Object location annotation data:

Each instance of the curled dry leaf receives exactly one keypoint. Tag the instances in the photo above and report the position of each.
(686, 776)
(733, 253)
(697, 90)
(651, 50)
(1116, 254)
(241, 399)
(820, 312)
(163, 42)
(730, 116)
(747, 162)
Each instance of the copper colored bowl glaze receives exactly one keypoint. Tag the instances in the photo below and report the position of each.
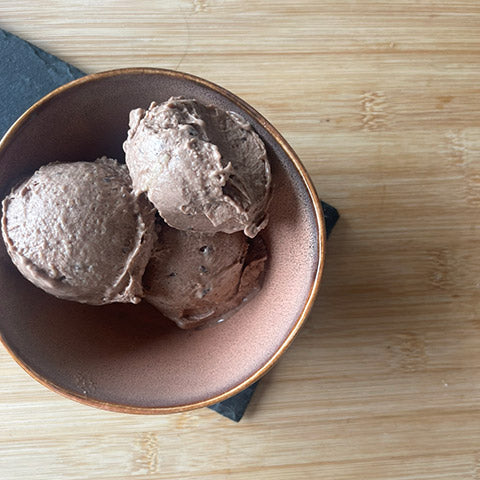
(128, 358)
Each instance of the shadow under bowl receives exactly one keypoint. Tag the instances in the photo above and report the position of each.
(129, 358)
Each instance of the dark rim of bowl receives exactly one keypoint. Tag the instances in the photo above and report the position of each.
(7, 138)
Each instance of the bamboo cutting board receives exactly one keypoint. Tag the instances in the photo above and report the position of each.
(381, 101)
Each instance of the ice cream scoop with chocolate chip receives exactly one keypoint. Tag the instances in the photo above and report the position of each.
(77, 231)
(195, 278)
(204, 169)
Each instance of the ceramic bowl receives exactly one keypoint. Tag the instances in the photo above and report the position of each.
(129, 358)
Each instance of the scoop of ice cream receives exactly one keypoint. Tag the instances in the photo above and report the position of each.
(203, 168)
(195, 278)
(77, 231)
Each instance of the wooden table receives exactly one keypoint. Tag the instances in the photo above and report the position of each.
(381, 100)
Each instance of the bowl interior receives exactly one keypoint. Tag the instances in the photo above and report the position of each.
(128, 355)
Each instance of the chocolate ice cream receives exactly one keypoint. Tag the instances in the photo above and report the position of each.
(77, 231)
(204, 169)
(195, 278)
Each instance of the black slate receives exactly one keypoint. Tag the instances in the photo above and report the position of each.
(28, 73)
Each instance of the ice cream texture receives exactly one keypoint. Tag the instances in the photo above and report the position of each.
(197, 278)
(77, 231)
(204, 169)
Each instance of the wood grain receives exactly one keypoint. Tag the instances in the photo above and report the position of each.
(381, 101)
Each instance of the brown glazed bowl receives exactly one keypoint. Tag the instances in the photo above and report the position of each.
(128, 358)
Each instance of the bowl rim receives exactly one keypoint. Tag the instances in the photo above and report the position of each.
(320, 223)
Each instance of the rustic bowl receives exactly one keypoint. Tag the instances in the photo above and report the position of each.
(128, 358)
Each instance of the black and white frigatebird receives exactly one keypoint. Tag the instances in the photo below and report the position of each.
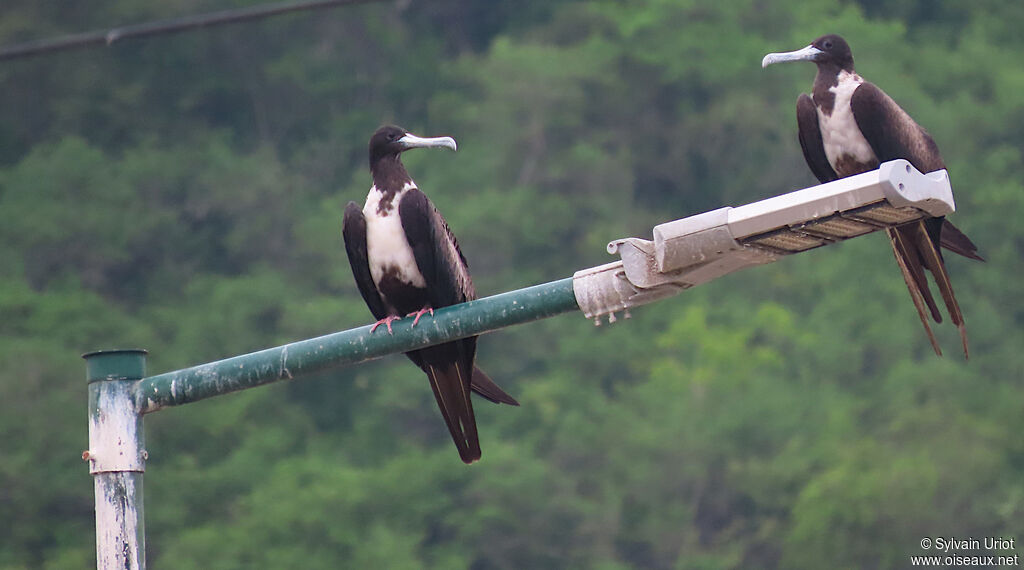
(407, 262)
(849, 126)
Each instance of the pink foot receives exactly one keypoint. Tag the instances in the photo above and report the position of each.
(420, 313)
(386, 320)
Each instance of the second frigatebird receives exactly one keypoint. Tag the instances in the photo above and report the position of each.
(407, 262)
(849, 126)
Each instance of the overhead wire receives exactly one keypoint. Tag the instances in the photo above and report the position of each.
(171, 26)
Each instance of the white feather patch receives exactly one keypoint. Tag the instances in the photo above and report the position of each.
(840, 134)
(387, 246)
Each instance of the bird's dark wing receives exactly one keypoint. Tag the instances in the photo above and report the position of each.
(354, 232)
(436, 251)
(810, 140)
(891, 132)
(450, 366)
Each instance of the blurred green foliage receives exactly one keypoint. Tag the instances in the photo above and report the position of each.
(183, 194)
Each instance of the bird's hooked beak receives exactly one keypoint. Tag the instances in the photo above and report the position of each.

▶ **Brief**
Can you format all of the material above as a JSON list of strings, one string per line, skipping blank lines and leaving the pictures out?

▶ **Solved exercise**
[
  "Each instance of the curled dry leaf receives exactly one keypoint. Tag the instances in the photo above and report the position of each.",
  "(686, 776)",
  "(733, 253)",
  "(697, 90)",
  "(651, 50)",
  "(1116, 254)",
  "(241, 399)",
  "(820, 312)",
  "(163, 42)",
  "(730, 116)",
  "(747, 162)",
  "Each instance of the copper colored bowl glaze receives exactly one keypoint. Tag the instances in the photo below and report the position of each.",
  "(128, 358)",
  "Each instance of the shadow under bowl receives exactly one keypoint. Tag the instances in the photo above and report the position of each.",
  "(129, 358)",
  "Each instance of the dark rim of bowl receives exactly one keypoint. Tag the instances in the photo above and report the position of each.",
  "(7, 138)",
  "Each instance of the bamboo cutting board receives exactly one keypoint. Tag the instances in the photo above and report the position of each.",
  "(381, 101)",
  "Each instance of the ice cream scoop with chocolate chip receives exactly one keypoint. Tag the instances in the photo above and report the position of each.",
  "(77, 231)",
  "(195, 278)",
  "(204, 169)",
  "Each instance of the ceramic bowl receives exactly one keypoint. Tag the instances in the photo above and report the position of each.",
  "(129, 358)",
  "Each instance of the scoop of ice cream receives exactly one keypoint. Tag the instances in the photo above and report the position of each.",
  "(203, 168)",
  "(195, 278)",
  "(77, 231)",
  "Each instance of the wooden table receives exactly one keypoint. Tag the instances in the photo above and report the position of each.",
  "(381, 100)",
  "Each instance of the bowl interior receives exactly one keypoint. Tag the instances in the photo above and report the position of each.",
  "(128, 355)",
  "Each instance of the chocolate ice cream receives exactly one keypoint. Tag the instances in the photo above and report the position of each.",
  "(77, 231)",
  "(204, 169)",
  "(195, 278)",
  "Each instance of the black slate receives exactly one keypoint. Tag the instances in the photo above and report the position of each.",
  "(28, 73)",
  "Each instance of the ice cream texture receives exactly one keypoint. Tag the instances in the photo above and report the position of each.",
  "(197, 278)",
  "(77, 231)",
  "(204, 169)",
  "Each instance of the wood grain receives exactly one keypoint. Tag the instances in the photo above and report the position of each.",
  "(381, 101)",
  "Each instance of the brown glazed bowl receives exactly one keypoint. Tag the instances in the photo above and report the position of each.",
  "(128, 358)",
  "Each instance of the bowl rim receives exactly one keypoint. Tag the instances in the photo above and report the position of each.",
  "(320, 223)",
  "Each instance of the rustic bowl receives exactly one keypoint. Tag the instances in the photo above and report the position of each.",
  "(128, 358)",
  "Each instance of the black and white frigatebird receives exactly one keypoint. Tag the instances in the photo below and report the position of each.",
  "(407, 262)",
  "(849, 126)",
  "Each instance of the pink foot receives exactly one keypoint. Tag the instances in the photo above and report the position of each.",
  "(420, 313)",
  "(386, 320)",
  "Each instance of the second frigatebird receives exactly one keypoint. Tag the instances in the photo above and report the position of each.",
  "(407, 262)",
  "(849, 126)",
  "Each instance of the overhead wire receives exactly one keypoint. Tag the instances in the photo above and report the position of each.",
  "(171, 26)",
  "Each instance of the white feather patch receives exactly one keypoint. Tag the instances in the photo above and report the position of each.",
  "(840, 134)",
  "(387, 246)",
  "Each instance of the bird's dark wing receives exactly one keypoint. Tag the instances in the photo above and report the position of each.",
  "(354, 232)",
  "(436, 251)",
  "(810, 140)",
  "(891, 132)",
  "(450, 366)",
  "Each instance of the blurred green foliage receives exactly one keypoint. Tag the instances in the photo above and report the position of each.",
  "(183, 194)",
  "Each instance of the bird's hooked beak receives exactly one keypoint. Tag the instances in the photo above and report the position of each."
]